(Collection entries)
****
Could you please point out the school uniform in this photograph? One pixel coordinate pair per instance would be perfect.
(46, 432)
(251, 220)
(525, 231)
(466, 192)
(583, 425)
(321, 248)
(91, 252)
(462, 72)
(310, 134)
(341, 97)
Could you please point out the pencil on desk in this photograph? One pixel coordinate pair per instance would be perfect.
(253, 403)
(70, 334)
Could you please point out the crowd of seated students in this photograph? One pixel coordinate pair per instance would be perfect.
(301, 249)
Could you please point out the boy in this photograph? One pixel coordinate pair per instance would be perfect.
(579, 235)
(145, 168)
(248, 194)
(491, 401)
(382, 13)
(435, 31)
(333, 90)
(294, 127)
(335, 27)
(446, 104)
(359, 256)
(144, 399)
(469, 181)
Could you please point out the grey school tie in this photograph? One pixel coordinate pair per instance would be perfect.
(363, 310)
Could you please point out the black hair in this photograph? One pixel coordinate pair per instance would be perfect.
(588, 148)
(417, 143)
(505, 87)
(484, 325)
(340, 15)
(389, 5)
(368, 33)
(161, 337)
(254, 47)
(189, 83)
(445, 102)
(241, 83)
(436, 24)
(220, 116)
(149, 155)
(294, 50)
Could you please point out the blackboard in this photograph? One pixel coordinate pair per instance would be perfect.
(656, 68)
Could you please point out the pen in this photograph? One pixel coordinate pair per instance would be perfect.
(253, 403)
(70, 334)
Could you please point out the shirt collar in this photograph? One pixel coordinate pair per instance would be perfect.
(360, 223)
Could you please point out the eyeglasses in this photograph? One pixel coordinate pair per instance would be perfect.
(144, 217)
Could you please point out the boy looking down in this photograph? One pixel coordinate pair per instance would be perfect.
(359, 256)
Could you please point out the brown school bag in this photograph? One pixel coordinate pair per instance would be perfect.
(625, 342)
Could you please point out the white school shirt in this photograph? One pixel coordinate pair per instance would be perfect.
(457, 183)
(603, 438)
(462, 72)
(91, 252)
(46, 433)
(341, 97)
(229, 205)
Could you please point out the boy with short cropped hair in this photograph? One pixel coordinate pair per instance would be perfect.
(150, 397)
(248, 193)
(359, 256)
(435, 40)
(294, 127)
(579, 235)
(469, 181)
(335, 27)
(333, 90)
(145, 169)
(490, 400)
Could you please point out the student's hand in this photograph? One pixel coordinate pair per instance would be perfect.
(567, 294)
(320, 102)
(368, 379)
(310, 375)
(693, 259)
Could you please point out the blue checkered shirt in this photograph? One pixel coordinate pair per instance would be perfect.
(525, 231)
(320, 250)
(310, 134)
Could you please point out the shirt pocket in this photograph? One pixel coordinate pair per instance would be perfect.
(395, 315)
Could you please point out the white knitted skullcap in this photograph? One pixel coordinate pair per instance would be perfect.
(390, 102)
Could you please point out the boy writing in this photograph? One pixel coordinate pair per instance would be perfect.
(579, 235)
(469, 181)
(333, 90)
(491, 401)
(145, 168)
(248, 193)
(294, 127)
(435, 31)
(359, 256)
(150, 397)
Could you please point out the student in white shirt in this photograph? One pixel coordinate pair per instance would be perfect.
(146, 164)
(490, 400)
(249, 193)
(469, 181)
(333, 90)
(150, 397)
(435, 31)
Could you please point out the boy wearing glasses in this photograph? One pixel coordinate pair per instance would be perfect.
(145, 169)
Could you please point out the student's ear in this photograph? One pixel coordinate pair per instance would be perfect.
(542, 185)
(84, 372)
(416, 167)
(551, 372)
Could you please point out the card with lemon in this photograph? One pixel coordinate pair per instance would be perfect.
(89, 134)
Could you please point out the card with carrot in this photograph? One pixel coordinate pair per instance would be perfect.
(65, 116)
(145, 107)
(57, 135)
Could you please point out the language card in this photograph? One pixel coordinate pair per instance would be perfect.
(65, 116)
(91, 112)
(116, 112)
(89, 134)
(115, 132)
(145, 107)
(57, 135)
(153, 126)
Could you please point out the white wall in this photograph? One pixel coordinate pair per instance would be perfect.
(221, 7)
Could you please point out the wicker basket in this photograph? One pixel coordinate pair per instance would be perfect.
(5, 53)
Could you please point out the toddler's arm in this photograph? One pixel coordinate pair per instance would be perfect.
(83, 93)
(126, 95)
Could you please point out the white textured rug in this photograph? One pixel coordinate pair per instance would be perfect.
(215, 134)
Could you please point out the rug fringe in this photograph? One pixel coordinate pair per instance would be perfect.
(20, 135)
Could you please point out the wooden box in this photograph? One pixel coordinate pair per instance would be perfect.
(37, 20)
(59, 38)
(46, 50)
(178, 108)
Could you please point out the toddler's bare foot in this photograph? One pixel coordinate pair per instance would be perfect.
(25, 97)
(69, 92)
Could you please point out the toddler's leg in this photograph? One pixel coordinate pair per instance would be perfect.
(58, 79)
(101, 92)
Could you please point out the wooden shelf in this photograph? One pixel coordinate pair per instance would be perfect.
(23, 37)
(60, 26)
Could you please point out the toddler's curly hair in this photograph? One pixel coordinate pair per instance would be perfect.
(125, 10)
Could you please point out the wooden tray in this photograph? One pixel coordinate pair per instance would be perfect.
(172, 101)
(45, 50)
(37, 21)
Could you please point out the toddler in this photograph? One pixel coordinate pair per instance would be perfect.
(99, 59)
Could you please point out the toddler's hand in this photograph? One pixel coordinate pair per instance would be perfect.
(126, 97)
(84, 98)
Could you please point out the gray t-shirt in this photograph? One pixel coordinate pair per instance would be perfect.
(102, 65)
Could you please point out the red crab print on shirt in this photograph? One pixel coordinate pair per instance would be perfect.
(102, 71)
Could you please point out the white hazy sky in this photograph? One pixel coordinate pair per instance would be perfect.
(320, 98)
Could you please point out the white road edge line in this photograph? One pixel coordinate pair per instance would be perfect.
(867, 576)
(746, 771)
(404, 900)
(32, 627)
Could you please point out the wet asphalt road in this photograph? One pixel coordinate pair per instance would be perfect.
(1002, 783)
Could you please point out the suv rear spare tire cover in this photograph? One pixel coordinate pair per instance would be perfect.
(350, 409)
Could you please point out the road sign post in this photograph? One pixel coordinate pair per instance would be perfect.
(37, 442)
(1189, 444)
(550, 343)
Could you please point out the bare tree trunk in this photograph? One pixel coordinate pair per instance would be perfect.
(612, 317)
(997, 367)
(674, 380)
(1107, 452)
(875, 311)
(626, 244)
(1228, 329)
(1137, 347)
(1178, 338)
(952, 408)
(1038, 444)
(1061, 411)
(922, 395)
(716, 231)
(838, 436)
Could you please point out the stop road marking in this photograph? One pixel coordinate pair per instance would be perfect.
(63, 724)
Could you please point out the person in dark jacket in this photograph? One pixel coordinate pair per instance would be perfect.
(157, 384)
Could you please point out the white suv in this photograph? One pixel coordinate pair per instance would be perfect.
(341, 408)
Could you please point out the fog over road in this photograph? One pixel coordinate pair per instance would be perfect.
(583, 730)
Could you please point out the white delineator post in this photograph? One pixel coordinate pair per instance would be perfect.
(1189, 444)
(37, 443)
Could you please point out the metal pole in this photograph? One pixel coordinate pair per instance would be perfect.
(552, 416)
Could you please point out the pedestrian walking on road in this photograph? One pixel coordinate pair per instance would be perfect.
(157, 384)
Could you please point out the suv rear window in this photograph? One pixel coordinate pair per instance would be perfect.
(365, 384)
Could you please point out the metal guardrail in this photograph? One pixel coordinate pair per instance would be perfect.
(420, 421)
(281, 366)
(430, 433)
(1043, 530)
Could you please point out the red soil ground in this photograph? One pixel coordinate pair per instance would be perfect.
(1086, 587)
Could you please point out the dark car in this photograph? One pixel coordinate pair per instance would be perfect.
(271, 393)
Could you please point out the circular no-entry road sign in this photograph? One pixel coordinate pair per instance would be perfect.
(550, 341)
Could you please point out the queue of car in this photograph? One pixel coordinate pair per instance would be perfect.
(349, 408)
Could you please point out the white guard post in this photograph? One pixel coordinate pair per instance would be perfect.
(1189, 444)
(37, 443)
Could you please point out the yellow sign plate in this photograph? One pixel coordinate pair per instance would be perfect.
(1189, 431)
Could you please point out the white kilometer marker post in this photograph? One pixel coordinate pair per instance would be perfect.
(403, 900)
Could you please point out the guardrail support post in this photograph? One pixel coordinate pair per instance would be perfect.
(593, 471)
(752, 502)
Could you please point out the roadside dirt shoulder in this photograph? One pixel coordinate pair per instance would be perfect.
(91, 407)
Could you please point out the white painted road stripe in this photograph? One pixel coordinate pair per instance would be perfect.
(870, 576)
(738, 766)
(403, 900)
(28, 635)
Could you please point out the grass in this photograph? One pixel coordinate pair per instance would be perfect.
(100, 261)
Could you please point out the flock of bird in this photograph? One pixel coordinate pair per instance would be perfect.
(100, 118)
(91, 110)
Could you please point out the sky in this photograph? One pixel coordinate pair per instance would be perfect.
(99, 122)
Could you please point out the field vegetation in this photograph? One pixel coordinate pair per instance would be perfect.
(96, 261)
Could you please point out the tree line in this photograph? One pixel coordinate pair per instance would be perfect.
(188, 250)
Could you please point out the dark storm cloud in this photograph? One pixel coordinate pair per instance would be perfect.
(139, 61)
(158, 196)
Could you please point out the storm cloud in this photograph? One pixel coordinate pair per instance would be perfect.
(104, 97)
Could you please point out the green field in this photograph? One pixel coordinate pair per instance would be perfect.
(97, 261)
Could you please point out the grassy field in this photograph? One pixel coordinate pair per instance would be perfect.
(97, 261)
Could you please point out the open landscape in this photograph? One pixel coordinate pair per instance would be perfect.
****
(AIM): Starting at the line that contains "Could you please point out the queue", quote each remaining line of the entries above, unchanged.

(RESULT OF THIS EXERCISE):
Could you please point out the queue of car in this photograph? One pixel coordinate pair per instance would be perfect.
(349, 408)
Could you please point out the white guard post in this photograph? One pixel coordinate pair per instance would be perfect.
(1189, 444)
(37, 443)
Could you please point out the yellow sign plate in this photograph? One pixel coordinate pair per instance would be perfect.
(1189, 431)
Could you please point out the white kilometer marker post in this photograph? One pixel coordinate pair per instance would be perfect.
(403, 900)
Could you please point out the guardrail support post in this photograph? One pixel coordinate pair per instance would be perfect.
(593, 471)
(752, 502)
Could you please point out the roadside dirt shoulder in this photograph? One pixel coordinate pair per instance would be perfect.
(91, 407)
Could you please point out the white painted road stripe in this photograph? One pixel coordinate pair per instance would be perfect.
(870, 576)
(738, 766)
(403, 900)
(28, 635)
Could you please point out the grass in this photograph? One pixel coordinate pair per instance would be perfect.
(100, 261)
Could you please point out the flock of bird in this photograph? One pixel coordinate pair per instance would be perfect.
(100, 118)
(91, 110)
Could you please point out the sky in this photograph? One pixel coordinate pair per instance would be perfect.
(99, 122)
Could you please point out the field vegetation in this photograph? One pixel coordinate pair per instance would be perfect.
(96, 261)
Could you please point out the tree line in this photograph? One pixel coordinate pair per instance would be perfect.
(188, 250)
Could you please point out the dark storm cloud in this photograph? One pixel coordinate pair per instance would be perfect.
(139, 61)
(158, 196)
Could you please point out the storm cloud in this photograph? One pixel coordinate pair per instance would be perfect.
(104, 97)
Could you please point out the green field in this photograph? One pixel coordinate pair per instance would be perfect.
(97, 261)
Could you please point out the grassy field in this photograph? One pixel coordinate pair per instance would be perfect.
(97, 261)
Could you please point out the open landscape in this photograph? One pixel coordinate pair per instance would be perfect.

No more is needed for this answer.